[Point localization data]
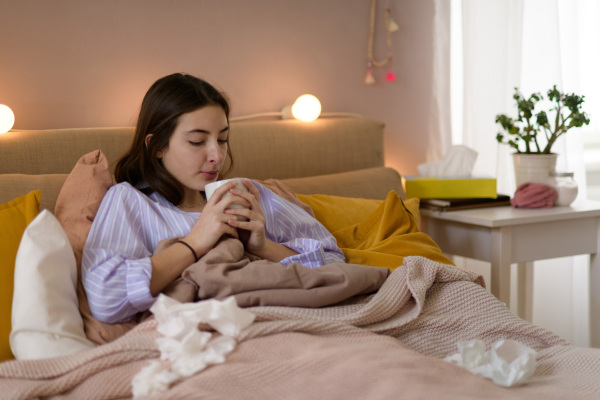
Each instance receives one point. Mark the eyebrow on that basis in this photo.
(207, 132)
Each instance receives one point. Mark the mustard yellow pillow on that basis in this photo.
(14, 218)
(336, 212)
(379, 233)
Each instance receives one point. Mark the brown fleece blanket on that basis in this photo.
(386, 345)
(227, 270)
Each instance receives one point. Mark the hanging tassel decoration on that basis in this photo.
(390, 26)
(369, 79)
(390, 77)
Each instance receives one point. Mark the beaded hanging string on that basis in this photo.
(390, 26)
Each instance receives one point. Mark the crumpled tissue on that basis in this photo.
(458, 162)
(184, 346)
(507, 363)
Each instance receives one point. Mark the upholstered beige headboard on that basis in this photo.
(337, 156)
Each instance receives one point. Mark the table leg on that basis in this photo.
(500, 260)
(525, 291)
(594, 311)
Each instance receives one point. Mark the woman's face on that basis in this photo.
(197, 148)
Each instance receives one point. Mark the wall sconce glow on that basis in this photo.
(7, 118)
(306, 108)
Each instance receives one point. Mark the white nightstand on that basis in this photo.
(506, 235)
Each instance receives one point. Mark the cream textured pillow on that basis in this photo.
(14, 218)
(45, 315)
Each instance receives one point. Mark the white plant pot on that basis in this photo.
(534, 168)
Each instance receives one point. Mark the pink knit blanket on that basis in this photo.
(386, 345)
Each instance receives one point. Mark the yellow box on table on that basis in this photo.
(449, 188)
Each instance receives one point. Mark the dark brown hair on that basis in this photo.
(166, 100)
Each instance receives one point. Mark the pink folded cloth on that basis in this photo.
(534, 195)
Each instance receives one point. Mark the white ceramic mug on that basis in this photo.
(210, 188)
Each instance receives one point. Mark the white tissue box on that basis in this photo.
(449, 188)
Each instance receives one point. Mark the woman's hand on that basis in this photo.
(252, 232)
(214, 221)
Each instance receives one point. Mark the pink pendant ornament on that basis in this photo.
(390, 77)
(369, 80)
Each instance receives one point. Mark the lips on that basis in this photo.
(210, 174)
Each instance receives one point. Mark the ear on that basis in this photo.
(147, 142)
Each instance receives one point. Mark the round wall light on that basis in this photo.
(7, 118)
(306, 108)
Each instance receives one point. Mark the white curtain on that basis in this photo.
(532, 45)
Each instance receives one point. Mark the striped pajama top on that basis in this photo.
(116, 267)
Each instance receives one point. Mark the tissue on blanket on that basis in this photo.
(458, 162)
(188, 349)
(534, 195)
(507, 363)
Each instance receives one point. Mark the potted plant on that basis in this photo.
(533, 133)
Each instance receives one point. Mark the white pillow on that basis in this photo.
(45, 312)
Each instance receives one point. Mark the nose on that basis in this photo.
(215, 156)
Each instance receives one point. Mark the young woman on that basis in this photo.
(181, 143)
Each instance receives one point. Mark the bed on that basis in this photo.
(392, 322)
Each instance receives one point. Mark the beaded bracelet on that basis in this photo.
(196, 258)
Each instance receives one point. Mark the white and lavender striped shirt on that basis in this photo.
(116, 266)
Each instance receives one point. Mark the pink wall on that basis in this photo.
(74, 63)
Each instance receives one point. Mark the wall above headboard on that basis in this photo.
(72, 63)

## EXERCISE INSTRUCTIONS
Output all of the records word for word, and keep the pictures out of the copy.

## SOLUTION FOR THIS PROBLEM
Each instance receives one point. Mark the eyebrow on that basis in this photo.
(207, 132)
Each instance receives one point. Mark the mustard yellow pillow on that basis in this photo.
(14, 218)
(336, 212)
(379, 233)
Each instance receives one point. Mark the brown fleece blanket on that basis in this photo.
(386, 345)
(227, 270)
Each instance receives one point. Mark the hanging tassel decoration on that basis in this photo.
(390, 26)
(369, 79)
(390, 77)
Each instance receives one point. Mark the beaded hanging string on that basis in this photo.
(390, 26)
Each instance receives one point. Mark the crumpled tissue on that basis in this photo.
(458, 162)
(184, 346)
(507, 363)
Each instance receives one point. Mark the upholstered beige headboard on that basis in this photo.
(337, 156)
Each instance receives one point. Mark the table leg on that basis in this photo.
(500, 260)
(525, 291)
(594, 311)
Each instance receives one point. Mark the woman's face on that basis in this photo.
(197, 148)
Each instance receives one point. Mark the wall sconce glow on that basis in this photo.
(7, 118)
(306, 108)
Each instance receives one point. Mark the white nightstand on that basis in this photo.
(506, 235)
Each instance receives one point. Mark the cream textured pillow on that basis in this photo.
(14, 218)
(45, 315)
Each instance receives one point. Mark the white plant pot on that basis in this photo.
(534, 168)
Each instance receives one point. Mark the pink knit blanket on that basis in this photo.
(386, 345)
Each instance receives one point. Mark the yellow box on table on that basis in this photo.
(449, 188)
Each instance receives one point. Mark the dark brown hair on that basis in this photo.
(166, 100)
Each instance receives one point. Mark the pink folded cloth on that basis in this photo.
(534, 195)
Each instance receives one point. Mark the white ceramic mug on that basis in this photo.
(210, 188)
Each instance receives one point. Mark the white tissue box on that basis in this photo.
(449, 188)
Each instance receives one point. Mark the woman's hand on that basis in this photo.
(252, 232)
(214, 221)
Each instance receives one point. Mark the pink pendant ornament on that basis in this photo.
(390, 77)
(369, 80)
Each instance receives one point. Mark the lips on that basis in this photo.
(210, 174)
Each instance receives one point. Mark the ear on that basis in this photo.
(147, 142)
Each instance receives one point. Mark the round wall light on that basis in this photo.
(7, 118)
(306, 108)
Each instance receives one point. Mark the white curtain on that basis in this photo.
(532, 45)
Each instance receives one point. Mark the striped pajama top on that basis in this photo.
(116, 267)
Each instance receives one point. Mark the tissue on blanket on that basis in this photo.
(458, 162)
(188, 349)
(534, 195)
(507, 363)
Each instance receives one point. Mark the potted plant on that basis in this photo.
(533, 133)
Each instance receives one point. Mark the white pillow on that basis in this photo.
(45, 312)
Each instance receives one point. Mark the nose on that basis in this photo.
(215, 156)
Each instance receives one point. Mark the young woman on that basis in this photo.
(181, 143)
Each instance receives one point. Mark the bed on that basis in this photo.
(392, 322)
Each instance receives one point. Mark the beaded bracelet on that basis in this photo.
(196, 258)
Each instance receives one point. Mark the white and lavender striped shirt on that basis in this photo.
(116, 266)
Each instance receives one point. Mark the pink wall on that basis in this photo.
(74, 63)
Each instance receives one point. Mark the wall above headboard on that basis in this photo.
(72, 63)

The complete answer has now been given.